(Data entries)
■ ■ ■
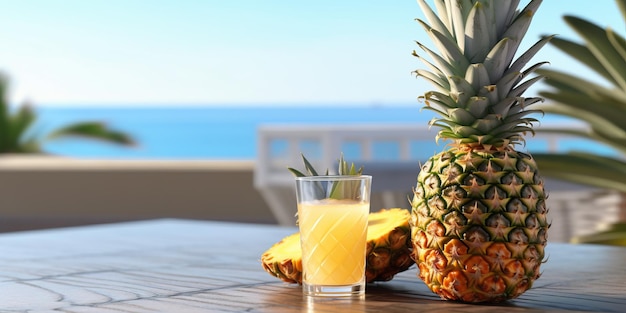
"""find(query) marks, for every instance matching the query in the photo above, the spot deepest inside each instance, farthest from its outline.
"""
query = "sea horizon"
(183, 131)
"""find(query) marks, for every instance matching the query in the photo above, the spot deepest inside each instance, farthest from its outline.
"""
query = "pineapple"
(388, 241)
(388, 249)
(478, 222)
■ ■ ■
** Task goal **
The data above must be given back verbatim, minus its images.

** Task answer **
"""find(query) marks, for every instance matching the query in the photo above, the spot deepest inside each instance, farthest from its outline.
"""
query = "sea horizon"
(183, 131)
"""find(query) marks, for every instance matching the query in the photo above, the spot deepest inside each instance, farthest from its outline.
"""
query = "pineapple"
(388, 241)
(388, 249)
(478, 222)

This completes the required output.